▶ _ASSIGNMENT_: Among the lines below, list those containing the string "trim".
■ ■ ■ ■ ■ ■ ■
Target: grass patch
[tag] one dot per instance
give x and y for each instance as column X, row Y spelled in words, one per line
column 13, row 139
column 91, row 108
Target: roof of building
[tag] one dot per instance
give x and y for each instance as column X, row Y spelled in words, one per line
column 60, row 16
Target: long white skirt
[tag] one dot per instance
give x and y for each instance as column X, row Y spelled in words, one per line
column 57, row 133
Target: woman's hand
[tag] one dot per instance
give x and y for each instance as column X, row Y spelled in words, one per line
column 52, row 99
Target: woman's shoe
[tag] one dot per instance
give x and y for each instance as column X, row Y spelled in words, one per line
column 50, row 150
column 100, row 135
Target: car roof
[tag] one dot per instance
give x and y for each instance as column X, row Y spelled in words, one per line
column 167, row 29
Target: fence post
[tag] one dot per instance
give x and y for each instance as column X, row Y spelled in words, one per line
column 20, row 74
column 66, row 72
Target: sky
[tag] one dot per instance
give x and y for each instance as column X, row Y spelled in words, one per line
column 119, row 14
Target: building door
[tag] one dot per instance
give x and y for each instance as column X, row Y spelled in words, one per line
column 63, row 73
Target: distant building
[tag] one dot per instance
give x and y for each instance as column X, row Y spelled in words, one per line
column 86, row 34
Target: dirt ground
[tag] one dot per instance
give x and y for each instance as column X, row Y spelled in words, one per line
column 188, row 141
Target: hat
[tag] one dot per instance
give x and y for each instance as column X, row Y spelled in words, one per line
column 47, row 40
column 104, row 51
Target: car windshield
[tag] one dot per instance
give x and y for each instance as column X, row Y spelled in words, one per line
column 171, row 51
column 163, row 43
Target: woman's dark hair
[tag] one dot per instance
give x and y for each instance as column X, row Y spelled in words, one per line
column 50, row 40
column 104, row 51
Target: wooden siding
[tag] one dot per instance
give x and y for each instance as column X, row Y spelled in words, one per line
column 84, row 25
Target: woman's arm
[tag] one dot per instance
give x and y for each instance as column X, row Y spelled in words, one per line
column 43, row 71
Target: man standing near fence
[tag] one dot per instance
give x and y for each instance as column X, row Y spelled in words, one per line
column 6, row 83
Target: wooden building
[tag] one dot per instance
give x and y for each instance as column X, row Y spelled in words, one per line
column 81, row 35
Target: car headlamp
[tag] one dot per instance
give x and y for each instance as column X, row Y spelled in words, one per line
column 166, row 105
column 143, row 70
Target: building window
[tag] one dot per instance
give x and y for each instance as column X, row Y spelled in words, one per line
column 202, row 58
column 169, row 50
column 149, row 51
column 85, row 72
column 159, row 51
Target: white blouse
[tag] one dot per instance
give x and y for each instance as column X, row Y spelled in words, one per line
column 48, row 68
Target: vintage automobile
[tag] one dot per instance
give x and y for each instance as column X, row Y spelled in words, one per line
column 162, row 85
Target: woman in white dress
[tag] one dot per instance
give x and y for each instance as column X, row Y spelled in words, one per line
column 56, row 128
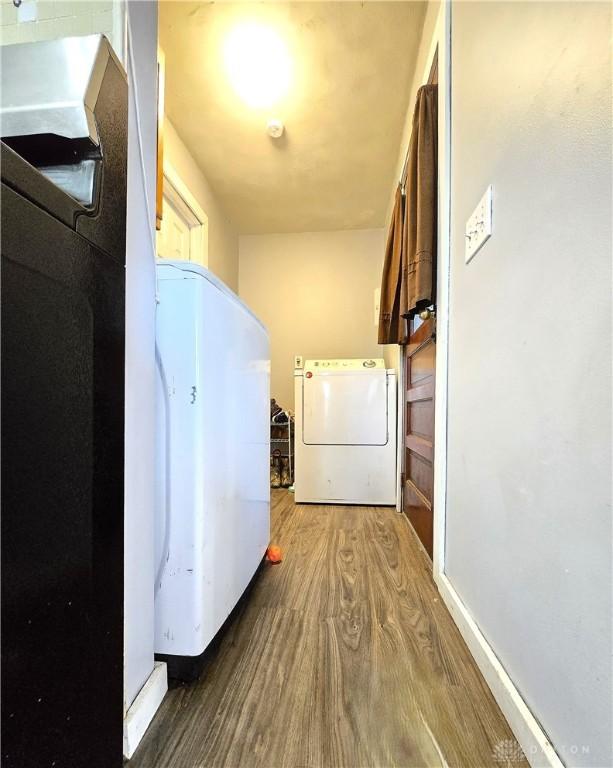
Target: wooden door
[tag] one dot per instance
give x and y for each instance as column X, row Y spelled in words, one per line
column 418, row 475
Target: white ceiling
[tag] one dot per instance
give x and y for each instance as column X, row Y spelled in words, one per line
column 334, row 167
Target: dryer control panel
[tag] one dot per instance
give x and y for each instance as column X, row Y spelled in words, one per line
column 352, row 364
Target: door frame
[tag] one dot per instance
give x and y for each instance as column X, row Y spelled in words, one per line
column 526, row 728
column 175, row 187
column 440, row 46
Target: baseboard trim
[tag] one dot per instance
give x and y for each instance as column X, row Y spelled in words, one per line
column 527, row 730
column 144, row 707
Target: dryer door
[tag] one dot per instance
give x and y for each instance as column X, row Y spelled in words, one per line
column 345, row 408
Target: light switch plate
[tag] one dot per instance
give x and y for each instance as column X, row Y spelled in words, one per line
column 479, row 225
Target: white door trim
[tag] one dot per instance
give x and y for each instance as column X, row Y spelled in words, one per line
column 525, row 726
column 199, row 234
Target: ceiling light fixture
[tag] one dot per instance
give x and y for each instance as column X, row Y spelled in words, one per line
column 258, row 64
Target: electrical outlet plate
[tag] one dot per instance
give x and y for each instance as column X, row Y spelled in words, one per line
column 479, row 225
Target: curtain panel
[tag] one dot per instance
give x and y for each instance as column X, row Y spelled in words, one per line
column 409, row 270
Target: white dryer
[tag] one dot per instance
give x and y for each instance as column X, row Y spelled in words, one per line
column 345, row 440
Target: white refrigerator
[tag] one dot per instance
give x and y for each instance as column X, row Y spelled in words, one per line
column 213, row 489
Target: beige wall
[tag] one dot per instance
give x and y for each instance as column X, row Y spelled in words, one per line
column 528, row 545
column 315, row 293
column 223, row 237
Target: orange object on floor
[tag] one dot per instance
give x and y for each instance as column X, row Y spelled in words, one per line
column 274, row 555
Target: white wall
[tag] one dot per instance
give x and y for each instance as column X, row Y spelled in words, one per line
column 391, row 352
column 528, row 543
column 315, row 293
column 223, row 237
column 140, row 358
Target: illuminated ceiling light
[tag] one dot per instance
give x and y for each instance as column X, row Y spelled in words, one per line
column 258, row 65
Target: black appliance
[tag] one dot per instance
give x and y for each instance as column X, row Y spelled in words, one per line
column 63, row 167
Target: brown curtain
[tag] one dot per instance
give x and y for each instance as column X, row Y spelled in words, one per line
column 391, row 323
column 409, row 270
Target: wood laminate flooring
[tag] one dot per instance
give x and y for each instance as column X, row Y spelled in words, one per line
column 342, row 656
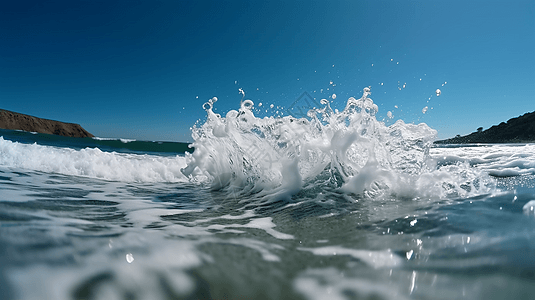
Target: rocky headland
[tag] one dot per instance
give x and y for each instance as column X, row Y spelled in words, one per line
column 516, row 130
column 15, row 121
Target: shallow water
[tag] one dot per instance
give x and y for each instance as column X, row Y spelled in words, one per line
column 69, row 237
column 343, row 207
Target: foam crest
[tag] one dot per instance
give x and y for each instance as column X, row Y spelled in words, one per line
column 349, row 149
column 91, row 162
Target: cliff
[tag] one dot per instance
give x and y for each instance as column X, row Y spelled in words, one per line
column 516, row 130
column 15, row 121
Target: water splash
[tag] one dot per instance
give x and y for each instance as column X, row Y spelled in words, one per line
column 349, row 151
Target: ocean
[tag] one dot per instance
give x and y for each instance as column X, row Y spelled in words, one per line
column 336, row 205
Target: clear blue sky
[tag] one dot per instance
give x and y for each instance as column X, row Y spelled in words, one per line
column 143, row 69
■ ■ ■ ■ ■ ■ ■
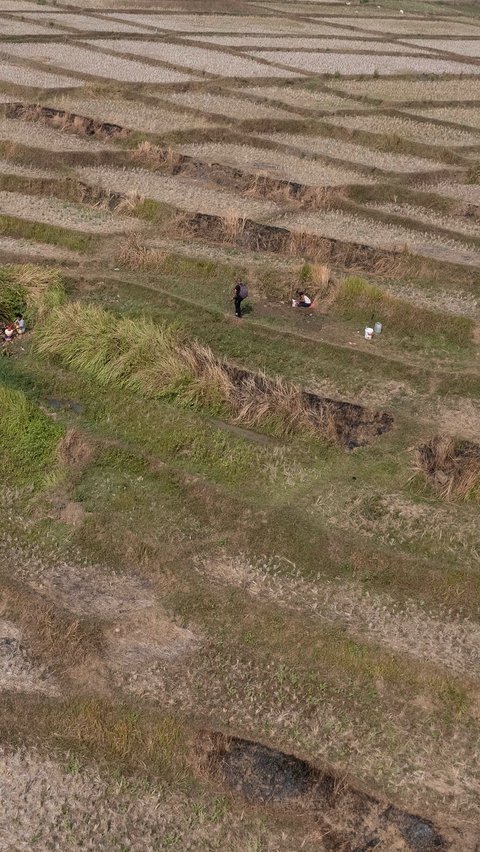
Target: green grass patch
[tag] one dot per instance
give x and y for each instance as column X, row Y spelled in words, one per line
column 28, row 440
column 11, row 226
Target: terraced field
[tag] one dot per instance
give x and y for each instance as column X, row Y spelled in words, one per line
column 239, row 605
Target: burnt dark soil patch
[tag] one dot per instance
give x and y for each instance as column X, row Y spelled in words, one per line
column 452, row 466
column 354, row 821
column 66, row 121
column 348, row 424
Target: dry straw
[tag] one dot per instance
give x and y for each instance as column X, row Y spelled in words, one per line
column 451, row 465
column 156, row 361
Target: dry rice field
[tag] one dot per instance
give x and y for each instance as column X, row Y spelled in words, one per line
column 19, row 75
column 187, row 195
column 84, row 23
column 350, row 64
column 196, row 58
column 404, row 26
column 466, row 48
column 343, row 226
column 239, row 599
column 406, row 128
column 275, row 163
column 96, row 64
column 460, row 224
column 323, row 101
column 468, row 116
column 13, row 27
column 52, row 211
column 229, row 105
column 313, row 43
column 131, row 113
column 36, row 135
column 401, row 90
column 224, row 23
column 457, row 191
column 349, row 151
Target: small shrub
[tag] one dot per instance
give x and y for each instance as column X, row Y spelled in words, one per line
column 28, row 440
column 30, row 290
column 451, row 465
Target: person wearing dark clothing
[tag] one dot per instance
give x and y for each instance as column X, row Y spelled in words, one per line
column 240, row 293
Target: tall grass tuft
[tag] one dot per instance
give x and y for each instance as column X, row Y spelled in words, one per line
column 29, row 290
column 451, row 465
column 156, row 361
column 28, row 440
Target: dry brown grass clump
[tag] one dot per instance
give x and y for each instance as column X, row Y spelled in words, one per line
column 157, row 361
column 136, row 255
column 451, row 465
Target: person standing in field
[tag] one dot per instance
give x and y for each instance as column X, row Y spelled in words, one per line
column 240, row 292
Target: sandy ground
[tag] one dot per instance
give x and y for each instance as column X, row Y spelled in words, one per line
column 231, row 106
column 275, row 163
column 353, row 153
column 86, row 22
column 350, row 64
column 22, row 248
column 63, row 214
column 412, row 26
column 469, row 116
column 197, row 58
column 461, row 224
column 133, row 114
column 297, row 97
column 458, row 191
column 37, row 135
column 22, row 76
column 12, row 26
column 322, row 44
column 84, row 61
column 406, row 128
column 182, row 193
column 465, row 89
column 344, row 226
■ ■ ■ ■ ■ ■ ■
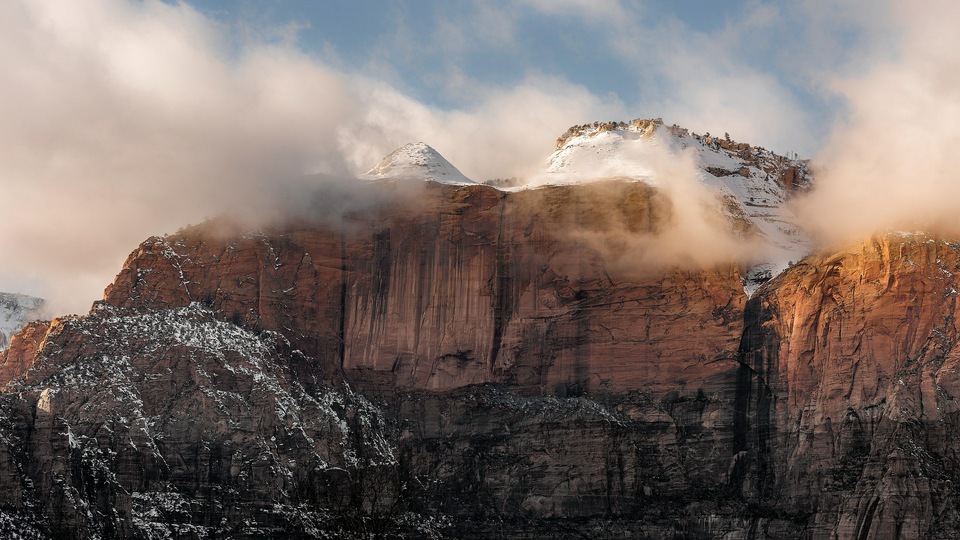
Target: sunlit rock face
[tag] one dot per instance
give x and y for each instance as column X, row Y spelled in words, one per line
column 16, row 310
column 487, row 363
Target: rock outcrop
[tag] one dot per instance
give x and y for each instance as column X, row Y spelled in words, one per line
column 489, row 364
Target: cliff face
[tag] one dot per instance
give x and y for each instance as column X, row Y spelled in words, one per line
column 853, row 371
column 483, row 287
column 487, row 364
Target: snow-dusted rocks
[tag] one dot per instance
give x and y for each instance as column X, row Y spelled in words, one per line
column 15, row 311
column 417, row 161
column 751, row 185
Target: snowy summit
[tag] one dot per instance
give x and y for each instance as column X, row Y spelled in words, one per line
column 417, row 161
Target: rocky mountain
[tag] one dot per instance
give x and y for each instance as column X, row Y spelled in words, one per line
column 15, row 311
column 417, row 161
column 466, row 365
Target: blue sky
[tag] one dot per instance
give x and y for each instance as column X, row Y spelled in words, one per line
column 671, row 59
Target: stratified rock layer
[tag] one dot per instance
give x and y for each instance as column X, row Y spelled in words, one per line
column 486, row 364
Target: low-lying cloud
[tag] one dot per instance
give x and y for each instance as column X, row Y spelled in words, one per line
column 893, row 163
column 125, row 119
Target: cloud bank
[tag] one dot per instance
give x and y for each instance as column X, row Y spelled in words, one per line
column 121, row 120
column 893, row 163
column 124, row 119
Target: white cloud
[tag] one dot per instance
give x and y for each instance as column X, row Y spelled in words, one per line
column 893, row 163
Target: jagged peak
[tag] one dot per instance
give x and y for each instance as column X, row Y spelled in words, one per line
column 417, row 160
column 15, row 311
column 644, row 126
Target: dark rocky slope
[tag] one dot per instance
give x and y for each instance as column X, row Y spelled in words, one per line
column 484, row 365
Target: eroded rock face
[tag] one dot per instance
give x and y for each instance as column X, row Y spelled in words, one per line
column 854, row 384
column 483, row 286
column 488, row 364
■ ■ ■ ■ ■ ■ ■
▶ _OUTPUT FOR THIS EXERCISE_:
Target: baseboard trim
Target: white door trim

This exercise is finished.